GEZEIGTER TEXTAUSZUG ::
____________

Frederick Lau:Aus der Zeit gefallen

Frederick Lau Sat1 Mordkommission Berlin 1

In Mordkommission Berlin 1 verliebt sich der treue Assistent Conrad Ruppert (Frederick Lau) in die Sekretärin Masha Kampe (Emilia Schüle).

(Foto: Sat 1)

Frederick Lau verfügt über das seltene Talent, Prolls mit goldenem Herzen zu verkörpern. Dabei hat er eigentlich etwas sehr Ritterliches an sich.

Von David Denk

In der Bar des Designhotels am Berliner Kurfürstendamm läuft "I Got 5 on It" von Luniz, ein Klassiker des 90er-Westcoast-Hip-Hop, und Frederick Lau ist kurz mal abgelenkt. Einen Moment lang lauscht er der Musik, "Grab your 40, let's get keyed". "Ich liebe diesen Song", sagt Lau, "und ich finde es sehr schön, dass wir gerade zu diesem Song reden." Sagt's und ist auch schon wieder zurück im Gespräch.

____________

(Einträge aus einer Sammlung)
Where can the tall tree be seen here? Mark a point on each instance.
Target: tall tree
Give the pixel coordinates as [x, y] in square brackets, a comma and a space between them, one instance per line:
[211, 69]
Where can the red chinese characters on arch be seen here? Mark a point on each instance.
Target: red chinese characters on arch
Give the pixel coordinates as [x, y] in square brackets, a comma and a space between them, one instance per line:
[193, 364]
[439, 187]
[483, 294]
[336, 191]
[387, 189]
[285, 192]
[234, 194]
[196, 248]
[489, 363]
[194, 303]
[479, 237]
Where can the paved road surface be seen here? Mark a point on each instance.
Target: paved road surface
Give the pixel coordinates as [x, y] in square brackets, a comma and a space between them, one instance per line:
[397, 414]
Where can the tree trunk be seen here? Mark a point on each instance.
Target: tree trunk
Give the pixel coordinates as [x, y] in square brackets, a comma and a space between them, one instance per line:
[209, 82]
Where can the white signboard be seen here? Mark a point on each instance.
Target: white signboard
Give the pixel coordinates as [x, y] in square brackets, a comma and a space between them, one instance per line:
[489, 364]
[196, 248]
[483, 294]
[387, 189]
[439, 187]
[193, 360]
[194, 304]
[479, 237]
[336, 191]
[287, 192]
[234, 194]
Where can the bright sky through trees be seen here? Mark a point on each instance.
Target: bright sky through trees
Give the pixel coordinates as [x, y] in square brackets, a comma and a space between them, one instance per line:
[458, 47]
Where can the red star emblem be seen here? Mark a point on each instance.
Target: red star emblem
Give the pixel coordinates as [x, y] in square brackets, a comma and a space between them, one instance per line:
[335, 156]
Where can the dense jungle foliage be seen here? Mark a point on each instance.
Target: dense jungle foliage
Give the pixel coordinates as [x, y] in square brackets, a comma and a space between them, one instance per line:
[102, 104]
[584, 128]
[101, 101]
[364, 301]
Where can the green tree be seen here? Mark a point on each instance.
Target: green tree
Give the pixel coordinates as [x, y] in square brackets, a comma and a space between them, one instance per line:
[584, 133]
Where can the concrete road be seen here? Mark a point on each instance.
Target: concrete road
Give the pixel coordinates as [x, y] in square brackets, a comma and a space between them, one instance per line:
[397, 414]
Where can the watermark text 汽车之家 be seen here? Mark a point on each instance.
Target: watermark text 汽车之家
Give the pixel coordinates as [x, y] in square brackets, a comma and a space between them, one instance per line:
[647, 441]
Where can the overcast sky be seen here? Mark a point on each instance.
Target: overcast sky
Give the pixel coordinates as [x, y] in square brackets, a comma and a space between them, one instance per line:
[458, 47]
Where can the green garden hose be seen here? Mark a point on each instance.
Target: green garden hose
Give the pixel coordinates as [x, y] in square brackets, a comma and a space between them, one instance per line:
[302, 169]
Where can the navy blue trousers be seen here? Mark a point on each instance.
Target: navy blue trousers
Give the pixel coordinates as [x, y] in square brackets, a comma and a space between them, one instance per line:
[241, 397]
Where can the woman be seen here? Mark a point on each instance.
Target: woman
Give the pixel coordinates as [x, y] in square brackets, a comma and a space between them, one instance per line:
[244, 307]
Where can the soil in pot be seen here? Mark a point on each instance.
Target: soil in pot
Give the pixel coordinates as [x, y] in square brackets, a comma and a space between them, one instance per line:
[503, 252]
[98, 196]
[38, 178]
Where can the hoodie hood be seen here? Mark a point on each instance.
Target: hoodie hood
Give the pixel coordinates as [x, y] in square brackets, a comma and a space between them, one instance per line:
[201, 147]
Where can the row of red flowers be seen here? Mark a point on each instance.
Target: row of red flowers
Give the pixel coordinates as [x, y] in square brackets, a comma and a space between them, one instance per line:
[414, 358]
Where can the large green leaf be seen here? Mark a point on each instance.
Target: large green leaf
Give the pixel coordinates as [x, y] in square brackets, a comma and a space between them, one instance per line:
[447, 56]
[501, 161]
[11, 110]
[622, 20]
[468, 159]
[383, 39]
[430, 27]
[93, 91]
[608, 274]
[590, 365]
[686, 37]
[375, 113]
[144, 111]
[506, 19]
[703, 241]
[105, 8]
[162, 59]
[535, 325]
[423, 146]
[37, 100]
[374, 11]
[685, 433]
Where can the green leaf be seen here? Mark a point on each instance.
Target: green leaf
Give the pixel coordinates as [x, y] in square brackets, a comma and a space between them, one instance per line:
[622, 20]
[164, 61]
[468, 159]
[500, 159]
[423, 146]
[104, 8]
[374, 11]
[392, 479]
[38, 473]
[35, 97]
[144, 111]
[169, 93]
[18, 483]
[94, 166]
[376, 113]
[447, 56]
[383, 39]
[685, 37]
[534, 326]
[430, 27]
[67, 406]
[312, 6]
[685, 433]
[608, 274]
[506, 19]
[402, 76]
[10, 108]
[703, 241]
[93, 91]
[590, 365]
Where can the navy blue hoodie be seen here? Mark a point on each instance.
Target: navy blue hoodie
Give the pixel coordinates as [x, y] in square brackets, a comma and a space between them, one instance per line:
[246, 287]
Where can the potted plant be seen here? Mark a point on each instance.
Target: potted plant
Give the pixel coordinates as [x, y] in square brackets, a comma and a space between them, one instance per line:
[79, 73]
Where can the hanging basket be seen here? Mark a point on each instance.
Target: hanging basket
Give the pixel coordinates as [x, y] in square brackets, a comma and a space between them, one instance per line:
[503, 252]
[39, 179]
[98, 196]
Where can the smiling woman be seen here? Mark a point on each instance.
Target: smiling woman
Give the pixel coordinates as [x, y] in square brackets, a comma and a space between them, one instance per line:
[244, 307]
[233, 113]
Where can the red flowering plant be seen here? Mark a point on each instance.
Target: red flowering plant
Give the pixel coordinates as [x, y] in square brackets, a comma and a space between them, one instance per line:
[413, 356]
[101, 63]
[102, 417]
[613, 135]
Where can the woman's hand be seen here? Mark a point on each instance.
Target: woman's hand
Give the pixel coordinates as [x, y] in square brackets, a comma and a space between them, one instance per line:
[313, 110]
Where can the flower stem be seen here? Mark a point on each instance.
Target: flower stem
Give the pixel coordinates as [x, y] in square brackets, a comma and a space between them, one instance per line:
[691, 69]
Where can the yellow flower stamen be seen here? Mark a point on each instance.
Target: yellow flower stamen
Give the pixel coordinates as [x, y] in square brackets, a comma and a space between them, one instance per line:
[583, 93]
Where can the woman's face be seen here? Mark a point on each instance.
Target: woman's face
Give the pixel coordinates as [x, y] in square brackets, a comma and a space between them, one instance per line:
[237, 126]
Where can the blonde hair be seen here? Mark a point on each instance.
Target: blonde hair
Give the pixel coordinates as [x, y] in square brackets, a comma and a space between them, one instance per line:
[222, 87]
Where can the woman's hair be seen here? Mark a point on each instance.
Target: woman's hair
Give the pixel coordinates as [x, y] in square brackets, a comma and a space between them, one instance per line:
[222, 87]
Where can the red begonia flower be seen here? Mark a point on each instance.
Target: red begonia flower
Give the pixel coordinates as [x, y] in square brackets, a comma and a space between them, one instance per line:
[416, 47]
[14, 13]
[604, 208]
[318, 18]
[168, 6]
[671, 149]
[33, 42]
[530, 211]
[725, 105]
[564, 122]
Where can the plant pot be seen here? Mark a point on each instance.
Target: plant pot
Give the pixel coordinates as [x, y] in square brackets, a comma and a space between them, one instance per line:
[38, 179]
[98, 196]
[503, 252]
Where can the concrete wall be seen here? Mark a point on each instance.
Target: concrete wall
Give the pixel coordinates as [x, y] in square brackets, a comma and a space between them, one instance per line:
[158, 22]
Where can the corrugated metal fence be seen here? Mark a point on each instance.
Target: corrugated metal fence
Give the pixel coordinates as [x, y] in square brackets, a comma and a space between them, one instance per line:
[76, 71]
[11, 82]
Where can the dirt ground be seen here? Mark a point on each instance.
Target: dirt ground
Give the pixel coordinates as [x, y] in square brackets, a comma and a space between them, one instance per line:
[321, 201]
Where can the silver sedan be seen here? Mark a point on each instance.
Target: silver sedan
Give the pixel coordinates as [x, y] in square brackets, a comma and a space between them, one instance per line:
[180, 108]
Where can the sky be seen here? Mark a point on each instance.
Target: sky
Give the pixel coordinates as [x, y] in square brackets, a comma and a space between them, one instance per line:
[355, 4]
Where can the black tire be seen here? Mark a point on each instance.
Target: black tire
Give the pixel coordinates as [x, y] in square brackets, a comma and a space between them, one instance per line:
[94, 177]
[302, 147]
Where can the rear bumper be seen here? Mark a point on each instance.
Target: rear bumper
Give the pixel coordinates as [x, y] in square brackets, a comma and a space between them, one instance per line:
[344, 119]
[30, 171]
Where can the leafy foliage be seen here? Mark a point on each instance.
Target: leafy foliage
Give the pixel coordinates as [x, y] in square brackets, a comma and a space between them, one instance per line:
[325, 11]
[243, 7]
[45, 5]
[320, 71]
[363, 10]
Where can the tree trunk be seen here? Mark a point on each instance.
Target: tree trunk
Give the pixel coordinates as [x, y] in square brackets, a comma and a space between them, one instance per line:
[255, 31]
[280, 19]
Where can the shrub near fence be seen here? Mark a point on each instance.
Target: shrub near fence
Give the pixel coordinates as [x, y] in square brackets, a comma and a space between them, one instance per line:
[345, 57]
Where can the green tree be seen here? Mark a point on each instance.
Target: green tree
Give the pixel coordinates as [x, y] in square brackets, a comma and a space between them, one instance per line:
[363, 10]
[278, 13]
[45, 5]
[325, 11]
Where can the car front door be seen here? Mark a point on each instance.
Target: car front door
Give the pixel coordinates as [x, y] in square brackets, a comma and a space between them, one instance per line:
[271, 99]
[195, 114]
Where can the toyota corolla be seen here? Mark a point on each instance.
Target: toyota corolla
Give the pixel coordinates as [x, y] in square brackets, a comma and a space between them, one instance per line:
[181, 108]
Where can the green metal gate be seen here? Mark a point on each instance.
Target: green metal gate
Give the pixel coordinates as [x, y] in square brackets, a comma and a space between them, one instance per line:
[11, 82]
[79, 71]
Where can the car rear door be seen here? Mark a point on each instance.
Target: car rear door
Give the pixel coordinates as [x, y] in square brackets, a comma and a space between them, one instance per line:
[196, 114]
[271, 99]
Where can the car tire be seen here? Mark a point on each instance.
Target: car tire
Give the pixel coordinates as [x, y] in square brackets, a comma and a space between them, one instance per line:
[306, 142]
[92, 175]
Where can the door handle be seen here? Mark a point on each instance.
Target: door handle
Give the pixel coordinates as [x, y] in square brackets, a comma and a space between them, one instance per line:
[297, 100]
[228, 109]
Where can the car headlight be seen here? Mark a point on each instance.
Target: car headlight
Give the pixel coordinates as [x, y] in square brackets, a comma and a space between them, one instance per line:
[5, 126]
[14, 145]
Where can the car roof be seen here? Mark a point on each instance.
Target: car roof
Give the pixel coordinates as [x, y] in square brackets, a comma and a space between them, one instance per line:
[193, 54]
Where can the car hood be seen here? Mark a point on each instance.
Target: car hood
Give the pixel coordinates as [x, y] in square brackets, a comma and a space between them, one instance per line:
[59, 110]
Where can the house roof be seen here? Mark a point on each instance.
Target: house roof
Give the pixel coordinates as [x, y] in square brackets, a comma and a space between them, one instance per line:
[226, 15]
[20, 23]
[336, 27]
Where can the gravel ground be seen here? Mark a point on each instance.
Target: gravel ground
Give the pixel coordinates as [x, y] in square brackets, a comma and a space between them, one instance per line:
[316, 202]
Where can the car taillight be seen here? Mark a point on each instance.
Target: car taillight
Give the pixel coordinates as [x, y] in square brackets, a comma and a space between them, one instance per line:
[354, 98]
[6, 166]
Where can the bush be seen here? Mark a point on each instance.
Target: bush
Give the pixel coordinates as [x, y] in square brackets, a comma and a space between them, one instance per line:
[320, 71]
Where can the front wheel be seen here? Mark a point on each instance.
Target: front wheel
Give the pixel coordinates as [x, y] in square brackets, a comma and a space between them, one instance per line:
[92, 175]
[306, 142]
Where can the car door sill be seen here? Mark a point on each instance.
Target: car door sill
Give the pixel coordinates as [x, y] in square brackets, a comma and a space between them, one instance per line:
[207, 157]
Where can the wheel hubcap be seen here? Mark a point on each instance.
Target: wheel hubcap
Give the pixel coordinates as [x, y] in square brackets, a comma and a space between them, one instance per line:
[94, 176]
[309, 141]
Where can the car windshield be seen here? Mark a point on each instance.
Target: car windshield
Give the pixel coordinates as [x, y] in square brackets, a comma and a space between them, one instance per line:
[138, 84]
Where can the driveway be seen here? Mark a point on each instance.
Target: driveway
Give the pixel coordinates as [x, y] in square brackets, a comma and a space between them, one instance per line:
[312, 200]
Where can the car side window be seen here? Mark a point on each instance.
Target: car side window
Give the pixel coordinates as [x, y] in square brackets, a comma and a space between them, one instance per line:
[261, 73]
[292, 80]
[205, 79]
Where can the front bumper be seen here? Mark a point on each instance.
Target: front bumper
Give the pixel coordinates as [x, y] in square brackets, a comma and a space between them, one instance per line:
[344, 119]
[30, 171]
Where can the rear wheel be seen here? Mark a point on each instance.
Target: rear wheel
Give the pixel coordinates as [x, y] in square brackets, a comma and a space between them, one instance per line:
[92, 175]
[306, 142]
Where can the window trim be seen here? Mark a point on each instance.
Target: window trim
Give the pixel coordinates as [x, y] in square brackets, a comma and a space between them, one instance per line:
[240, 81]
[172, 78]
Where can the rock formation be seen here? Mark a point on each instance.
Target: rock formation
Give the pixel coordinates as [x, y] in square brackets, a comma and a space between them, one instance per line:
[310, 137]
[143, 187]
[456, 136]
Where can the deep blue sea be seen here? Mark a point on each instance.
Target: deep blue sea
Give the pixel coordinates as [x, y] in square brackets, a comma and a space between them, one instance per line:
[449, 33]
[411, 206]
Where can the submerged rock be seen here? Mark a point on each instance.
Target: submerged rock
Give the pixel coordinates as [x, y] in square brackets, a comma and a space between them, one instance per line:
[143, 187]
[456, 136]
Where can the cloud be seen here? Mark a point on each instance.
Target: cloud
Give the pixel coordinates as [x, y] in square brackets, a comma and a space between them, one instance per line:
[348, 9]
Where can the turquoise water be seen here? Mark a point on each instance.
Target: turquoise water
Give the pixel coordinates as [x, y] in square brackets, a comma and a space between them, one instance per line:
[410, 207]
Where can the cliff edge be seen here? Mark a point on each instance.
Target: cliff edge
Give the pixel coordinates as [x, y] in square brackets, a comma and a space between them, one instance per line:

____________

AUFGABEN ZUR ÜBUNG ::
1. Nennen Sie alle Personen und Filmfiguren, die im Artikel über Frederick Lau namentlich erwähnt werden.
2. Geben Sie aus den Einträgen die Zeilen unverändert aus, beginnend mit der Zeile mit „Where can the cliff“ und fortlaufend bis zum Ende der Einträge.

LÖSUNGEN DER AUFGABEN ::
1. Frederick Lau, Conrad Ruppert, Masha Kampe, Emilia Schüle, David Denk

2.
Where can the cliff edge be seen here? Mark a point on each instance.
Target: cliff edge
Give the pixel coordinates as [x, y] in square brackets, a comma and a space between them, one instance per line:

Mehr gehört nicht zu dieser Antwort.